--- START OF SUPPLIED RECORDS ---

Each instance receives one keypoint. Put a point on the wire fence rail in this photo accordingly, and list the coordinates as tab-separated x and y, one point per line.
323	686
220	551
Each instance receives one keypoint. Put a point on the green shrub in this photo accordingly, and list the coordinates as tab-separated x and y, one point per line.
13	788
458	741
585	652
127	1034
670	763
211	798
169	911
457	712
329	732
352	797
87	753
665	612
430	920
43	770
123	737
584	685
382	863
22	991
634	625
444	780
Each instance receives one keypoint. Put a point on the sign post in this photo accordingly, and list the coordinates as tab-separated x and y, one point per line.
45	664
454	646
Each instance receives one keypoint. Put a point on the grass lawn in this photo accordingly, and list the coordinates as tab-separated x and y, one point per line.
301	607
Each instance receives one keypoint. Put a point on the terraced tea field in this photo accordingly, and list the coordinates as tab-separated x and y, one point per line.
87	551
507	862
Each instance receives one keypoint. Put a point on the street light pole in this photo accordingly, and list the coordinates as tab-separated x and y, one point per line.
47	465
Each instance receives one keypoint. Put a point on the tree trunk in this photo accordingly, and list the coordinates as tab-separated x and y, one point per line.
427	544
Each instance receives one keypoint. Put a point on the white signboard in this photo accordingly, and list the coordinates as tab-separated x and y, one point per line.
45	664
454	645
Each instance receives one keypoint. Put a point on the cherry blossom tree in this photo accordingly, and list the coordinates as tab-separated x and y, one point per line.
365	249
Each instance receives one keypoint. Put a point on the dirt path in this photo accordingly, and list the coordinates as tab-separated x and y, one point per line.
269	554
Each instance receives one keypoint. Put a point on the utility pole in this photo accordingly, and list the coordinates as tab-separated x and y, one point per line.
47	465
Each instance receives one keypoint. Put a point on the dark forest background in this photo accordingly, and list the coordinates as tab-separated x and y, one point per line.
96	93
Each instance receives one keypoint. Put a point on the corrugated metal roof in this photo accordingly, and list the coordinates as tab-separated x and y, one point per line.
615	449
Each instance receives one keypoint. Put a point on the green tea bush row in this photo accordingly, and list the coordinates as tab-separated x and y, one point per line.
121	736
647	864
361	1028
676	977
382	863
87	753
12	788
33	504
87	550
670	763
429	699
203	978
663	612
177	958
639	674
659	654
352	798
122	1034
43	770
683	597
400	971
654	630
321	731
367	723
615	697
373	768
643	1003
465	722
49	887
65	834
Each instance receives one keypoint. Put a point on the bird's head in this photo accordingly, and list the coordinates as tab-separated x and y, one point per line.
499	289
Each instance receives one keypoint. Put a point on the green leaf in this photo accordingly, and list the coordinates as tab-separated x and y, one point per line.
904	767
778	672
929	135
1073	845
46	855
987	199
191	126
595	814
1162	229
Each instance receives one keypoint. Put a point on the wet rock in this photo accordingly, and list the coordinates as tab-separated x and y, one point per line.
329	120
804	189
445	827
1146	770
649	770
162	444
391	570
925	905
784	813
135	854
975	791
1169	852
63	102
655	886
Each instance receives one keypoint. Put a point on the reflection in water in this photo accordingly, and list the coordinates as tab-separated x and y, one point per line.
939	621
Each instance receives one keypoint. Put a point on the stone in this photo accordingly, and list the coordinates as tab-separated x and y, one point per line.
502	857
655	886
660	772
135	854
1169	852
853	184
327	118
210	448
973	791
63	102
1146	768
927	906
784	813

--- END OF SUPPLIED RECORDS ---

THE REQUEST>
Can you copy the data starting at the line that contains "on the reflection" and continuing through the end of the data, replacing "keypoint" with "marker" and keeping everything else the same?

SOLVED PROBLEM>
Each instance receives one marker. Put a point on the reflection in water in this photo accordingly, and list the coordinates as tab-separated x and y, one point per line.
939	621
Each instance receives one marker. Put a point on the stone in this photo accordingly, and list the coordinates as tab-separated x and y, one point per line.
502	857
655	886
660	772
135	854
1169	852
853	184
327	118
210	448
973	791
63	102
1146	768
927	906
784	813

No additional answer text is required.